▶ Exercise: Render as a numbered list the lines of the items below, starting at the line containing "TARGET: turtle illustration" and ending with the last line of the items. Leave out any blank lines.

= = = =

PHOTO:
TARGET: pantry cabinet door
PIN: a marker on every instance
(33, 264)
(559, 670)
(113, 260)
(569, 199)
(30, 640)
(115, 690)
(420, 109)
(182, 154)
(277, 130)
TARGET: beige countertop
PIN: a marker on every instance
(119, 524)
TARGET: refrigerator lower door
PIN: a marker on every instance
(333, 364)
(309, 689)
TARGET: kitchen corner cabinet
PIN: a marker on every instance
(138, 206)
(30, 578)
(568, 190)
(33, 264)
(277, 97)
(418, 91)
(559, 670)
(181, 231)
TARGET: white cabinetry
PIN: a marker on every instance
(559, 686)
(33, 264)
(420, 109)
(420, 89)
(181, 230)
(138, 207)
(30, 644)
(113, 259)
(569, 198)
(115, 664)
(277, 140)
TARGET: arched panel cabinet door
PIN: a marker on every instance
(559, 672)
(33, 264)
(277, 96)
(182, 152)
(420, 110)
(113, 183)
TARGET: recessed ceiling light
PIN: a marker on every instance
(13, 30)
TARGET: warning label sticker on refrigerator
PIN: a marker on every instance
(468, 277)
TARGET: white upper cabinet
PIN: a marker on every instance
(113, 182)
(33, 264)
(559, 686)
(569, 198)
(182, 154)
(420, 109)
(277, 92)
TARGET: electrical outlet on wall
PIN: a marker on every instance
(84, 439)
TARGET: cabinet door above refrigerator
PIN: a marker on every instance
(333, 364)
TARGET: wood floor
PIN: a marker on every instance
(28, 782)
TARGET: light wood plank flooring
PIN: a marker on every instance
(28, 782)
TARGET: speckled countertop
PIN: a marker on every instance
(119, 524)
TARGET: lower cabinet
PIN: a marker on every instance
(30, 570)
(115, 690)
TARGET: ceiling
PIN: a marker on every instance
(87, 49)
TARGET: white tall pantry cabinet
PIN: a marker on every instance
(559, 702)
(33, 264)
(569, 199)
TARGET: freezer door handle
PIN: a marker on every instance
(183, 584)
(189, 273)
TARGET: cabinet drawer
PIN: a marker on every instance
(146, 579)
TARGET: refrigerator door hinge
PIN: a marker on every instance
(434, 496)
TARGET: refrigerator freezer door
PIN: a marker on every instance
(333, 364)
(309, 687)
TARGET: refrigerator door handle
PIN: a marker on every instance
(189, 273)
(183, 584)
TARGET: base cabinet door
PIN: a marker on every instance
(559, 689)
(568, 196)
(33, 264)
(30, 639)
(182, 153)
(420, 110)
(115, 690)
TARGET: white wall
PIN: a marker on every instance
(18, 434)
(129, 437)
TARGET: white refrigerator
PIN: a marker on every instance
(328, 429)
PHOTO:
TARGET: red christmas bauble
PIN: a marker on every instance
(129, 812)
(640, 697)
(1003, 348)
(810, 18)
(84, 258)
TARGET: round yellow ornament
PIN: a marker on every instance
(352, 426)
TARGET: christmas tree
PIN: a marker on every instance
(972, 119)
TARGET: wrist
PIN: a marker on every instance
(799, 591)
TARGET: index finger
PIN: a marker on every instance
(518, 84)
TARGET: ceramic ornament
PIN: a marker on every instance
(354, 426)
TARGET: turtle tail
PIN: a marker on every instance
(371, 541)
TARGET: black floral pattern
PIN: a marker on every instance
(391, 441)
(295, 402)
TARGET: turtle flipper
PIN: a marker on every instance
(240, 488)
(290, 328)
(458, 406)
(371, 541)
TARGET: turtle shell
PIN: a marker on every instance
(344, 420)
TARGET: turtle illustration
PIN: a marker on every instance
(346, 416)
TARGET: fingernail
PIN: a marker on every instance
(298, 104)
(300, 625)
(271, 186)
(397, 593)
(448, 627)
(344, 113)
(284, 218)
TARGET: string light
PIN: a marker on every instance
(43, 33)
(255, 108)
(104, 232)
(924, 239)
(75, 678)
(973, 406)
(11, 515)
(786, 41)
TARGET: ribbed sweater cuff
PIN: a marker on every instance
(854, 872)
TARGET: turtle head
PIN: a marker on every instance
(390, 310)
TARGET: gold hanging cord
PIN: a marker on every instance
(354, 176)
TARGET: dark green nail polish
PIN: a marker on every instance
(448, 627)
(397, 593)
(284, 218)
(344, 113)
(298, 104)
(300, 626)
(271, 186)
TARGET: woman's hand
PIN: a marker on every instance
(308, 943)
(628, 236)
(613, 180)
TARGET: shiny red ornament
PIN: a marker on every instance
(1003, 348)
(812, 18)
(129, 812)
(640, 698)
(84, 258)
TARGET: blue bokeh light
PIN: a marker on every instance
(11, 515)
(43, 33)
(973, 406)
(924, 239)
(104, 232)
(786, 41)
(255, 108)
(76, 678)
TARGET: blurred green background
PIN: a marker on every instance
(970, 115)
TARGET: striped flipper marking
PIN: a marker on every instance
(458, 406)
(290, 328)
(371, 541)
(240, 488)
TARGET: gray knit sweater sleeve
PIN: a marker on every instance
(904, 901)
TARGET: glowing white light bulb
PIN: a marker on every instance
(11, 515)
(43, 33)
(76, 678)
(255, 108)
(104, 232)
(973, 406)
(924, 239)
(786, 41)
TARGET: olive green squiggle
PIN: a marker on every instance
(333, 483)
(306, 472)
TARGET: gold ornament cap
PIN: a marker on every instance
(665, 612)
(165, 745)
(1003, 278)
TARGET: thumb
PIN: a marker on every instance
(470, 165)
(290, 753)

= = = =

▶ Full answer:
1. TARGET: turtle illustration
2. PIN: a marker on every instance
3. (346, 416)
4. TARGET: fingernail
5. PIN: a marker on every instance
6. (298, 104)
7. (300, 625)
8. (271, 186)
9. (397, 593)
10. (448, 627)
11. (344, 113)
12. (284, 218)
13. TARGET: string light
14. PIN: a marker on every instance
15. (43, 33)
16. (255, 108)
17. (104, 232)
18. (924, 239)
19. (75, 678)
20. (973, 406)
21. (11, 515)
22. (786, 41)
23. TARGET: ribbed sweater cuff
24. PIN: a marker on every instance
25. (854, 872)
26. TARGET: turtle head
27. PIN: a marker on every instance
28. (390, 310)
29. TARGET: gold hanging cord
30. PIN: a marker on every instance
31. (354, 176)
32. TARGET: dark green nail polish
33. PIN: a marker on every instance
34. (448, 627)
35. (397, 593)
36. (284, 218)
37. (344, 113)
38. (298, 104)
39. (300, 626)
40. (271, 186)
41. TARGET: woman's hand
42. PIN: a marker on every instance
43. (308, 943)
44. (628, 236)
45. (613, 180)
46. TARGET: shiny red ornament
47. PIN: a marker on every instance
48. (1003, 348)
49. (812, 18)
50. (129, 812)
51. (640, 698)
52. (84, 258)
53. TARGET: blue bokeh light
54. PIN: a marker on every instance
55. (11, 515)
56. (43, 33)
57. (973, 406)
58. (924, 239)
59. (104, 232)
60. (786, 41)
61. (255, 108)
62. (76, 678)
63. TARGET: blurred green background
64. PIN: a marker on every instance
65. (970, 115)
66. TARGET: striped flipper marking
67. PIN: a marker on every instance
68. (458, 406)
69. (290, 328)
70. (371, 541)
71. (240, 488)
72. TARGET: gray knit sweater sleeve
73. PIN: a marker on every instance
74. (904, 901)
75. TARGET: glowing white light bulb
76. PIN: a marker on every instance
77. (11, 515)
78. (43, 33)
79. (76, 678)
80. (255, 108)
81. (104, 232)
82. (973, 406)
83. (924, 239)
84. (786, 41)
85. TARGET: olive green squiggle
86. PIN: a marker on every instance
87. (333, 483)
88. (306, 472)
89. TARGET: gold ornament cap
90. PIN: a marker on every instance
91. (665, 612)
92. (165, 745)
93. (1003, 278)
94. TARGET: thumb
95. PIN: a marker on every instance
96. (470, 165)
97. (290, 753)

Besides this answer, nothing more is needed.